In the listing below, how many lines hold "right"? Give the number only.
(Records provided begins)
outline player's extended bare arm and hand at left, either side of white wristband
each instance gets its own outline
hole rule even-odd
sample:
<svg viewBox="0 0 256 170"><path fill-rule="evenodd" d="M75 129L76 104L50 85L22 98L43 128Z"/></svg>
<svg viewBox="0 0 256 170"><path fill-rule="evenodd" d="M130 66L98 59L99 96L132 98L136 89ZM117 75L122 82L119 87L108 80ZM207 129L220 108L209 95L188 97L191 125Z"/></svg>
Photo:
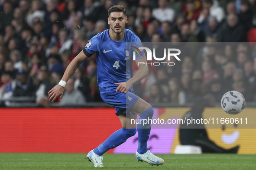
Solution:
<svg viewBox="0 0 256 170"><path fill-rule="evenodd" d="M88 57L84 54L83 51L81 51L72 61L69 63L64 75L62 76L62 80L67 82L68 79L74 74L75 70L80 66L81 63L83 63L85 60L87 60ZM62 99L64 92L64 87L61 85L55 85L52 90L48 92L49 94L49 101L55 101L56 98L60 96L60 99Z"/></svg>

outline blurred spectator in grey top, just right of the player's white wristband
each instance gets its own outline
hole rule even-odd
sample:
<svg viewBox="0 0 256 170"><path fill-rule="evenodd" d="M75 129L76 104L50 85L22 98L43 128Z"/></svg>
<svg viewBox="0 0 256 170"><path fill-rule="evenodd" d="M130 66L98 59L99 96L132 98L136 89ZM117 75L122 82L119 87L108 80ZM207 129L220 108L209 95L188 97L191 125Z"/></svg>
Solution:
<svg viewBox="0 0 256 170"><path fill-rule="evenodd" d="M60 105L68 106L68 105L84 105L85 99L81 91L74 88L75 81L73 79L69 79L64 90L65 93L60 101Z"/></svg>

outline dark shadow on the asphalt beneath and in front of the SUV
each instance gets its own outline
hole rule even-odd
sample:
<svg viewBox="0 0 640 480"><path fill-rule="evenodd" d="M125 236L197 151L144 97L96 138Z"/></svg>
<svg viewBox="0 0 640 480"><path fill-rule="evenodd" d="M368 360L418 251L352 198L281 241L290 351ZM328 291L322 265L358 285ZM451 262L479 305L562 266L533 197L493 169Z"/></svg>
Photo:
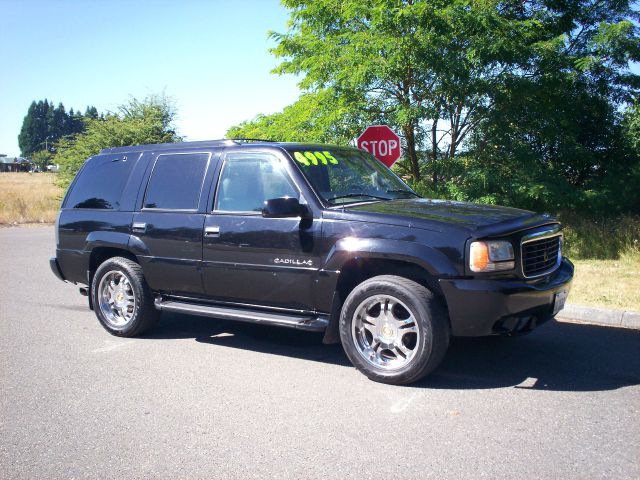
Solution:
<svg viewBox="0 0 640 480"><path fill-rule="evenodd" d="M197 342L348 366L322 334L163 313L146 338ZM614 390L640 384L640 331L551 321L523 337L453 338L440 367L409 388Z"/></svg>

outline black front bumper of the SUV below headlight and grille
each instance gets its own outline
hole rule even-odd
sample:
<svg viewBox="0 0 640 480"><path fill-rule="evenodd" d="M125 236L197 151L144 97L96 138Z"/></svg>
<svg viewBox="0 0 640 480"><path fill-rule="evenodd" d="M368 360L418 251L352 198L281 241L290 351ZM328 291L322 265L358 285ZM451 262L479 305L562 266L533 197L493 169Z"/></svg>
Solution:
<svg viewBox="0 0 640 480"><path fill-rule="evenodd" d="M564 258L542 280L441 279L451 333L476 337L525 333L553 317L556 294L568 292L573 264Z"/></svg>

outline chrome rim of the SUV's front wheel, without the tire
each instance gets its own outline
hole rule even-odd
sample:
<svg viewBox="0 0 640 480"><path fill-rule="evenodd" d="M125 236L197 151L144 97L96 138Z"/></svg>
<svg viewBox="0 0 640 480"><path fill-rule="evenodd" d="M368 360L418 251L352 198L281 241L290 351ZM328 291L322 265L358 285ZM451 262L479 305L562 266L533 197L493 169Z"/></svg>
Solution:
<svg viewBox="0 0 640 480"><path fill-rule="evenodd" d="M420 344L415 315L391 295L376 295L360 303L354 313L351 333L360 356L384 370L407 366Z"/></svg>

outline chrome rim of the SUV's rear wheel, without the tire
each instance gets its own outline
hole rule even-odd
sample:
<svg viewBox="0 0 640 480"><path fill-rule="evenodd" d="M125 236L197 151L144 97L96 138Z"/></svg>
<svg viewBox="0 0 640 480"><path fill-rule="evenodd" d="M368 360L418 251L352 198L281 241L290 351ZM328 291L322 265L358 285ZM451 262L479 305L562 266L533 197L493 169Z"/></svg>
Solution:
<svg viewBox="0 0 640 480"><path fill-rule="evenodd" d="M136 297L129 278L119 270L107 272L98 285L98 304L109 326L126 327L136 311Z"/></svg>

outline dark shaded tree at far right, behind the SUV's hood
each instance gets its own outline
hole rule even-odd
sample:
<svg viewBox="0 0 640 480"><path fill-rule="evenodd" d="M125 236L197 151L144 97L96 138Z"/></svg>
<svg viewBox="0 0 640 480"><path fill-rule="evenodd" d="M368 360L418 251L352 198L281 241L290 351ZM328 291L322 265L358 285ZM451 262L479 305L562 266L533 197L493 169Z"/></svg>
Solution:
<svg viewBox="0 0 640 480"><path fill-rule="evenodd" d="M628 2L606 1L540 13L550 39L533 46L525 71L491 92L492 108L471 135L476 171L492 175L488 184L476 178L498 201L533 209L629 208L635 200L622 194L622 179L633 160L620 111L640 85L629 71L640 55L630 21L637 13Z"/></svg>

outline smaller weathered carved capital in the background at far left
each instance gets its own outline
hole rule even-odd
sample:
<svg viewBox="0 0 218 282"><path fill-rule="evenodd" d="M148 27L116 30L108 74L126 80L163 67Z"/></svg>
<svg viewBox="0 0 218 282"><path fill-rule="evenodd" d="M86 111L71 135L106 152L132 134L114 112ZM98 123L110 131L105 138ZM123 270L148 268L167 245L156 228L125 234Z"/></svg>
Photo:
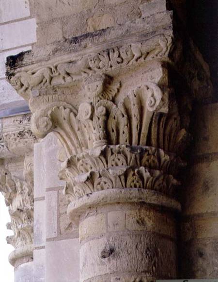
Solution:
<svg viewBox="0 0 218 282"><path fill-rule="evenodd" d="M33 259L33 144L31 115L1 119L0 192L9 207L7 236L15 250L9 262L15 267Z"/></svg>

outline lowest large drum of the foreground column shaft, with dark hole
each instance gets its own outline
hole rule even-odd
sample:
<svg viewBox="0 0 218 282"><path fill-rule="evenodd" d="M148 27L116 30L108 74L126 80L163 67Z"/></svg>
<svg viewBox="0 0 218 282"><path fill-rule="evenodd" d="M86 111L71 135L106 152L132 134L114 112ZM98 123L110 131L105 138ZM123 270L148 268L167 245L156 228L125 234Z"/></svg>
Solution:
(Records provided ends)
(Records provided begins)
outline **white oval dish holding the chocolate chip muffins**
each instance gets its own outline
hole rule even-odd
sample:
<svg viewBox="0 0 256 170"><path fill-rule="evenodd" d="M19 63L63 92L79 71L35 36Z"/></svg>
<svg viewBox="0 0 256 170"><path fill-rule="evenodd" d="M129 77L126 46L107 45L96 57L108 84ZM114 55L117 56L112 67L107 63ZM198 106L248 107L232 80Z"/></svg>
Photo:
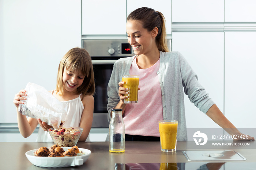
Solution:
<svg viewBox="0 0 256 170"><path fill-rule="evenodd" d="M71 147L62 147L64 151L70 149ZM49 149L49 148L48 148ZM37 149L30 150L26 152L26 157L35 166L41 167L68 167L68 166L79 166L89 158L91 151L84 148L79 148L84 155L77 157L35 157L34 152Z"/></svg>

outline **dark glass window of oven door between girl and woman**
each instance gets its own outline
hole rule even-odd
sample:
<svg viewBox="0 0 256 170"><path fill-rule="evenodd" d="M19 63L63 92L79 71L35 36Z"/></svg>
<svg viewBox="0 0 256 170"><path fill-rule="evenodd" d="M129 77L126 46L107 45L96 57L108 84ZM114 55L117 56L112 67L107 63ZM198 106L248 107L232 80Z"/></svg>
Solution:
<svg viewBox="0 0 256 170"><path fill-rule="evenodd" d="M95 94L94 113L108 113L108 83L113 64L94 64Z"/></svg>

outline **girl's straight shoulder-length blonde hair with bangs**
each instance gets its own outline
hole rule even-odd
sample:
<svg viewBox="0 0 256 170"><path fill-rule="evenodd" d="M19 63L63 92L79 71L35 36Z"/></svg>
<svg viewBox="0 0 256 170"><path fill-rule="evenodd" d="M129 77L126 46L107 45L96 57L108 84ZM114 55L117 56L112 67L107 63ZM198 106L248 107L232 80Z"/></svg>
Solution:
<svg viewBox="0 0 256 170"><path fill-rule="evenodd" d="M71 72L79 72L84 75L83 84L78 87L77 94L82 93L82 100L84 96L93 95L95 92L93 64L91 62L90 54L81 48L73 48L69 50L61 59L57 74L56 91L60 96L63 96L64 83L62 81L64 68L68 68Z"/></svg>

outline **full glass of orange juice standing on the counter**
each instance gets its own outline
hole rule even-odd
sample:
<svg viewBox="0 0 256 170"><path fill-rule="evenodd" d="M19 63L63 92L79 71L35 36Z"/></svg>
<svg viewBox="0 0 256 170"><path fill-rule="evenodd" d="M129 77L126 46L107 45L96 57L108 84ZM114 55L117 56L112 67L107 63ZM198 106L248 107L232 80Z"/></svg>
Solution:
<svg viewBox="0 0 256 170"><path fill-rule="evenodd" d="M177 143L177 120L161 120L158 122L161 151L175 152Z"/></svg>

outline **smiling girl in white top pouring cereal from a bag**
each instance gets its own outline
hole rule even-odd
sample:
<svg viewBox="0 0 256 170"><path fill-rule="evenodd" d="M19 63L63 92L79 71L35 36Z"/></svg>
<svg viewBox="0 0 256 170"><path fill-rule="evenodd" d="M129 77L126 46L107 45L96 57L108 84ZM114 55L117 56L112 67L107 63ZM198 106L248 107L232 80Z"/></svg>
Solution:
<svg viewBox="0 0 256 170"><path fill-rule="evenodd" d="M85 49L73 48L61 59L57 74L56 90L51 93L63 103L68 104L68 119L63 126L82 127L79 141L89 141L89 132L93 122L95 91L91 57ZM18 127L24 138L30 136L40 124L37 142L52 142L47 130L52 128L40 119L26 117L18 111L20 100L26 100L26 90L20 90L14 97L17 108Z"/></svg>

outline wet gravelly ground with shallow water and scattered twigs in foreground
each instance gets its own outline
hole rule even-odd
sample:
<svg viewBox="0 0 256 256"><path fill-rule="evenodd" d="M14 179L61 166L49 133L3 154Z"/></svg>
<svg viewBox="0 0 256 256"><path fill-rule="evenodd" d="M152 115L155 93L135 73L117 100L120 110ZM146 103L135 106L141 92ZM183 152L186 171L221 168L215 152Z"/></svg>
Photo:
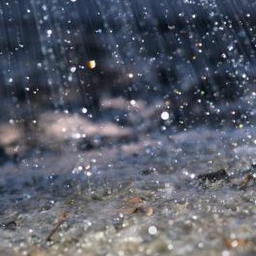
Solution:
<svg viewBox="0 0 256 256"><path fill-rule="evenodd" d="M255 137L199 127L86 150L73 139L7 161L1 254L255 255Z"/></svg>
(Records provided ends)
### Solution for this exercise
2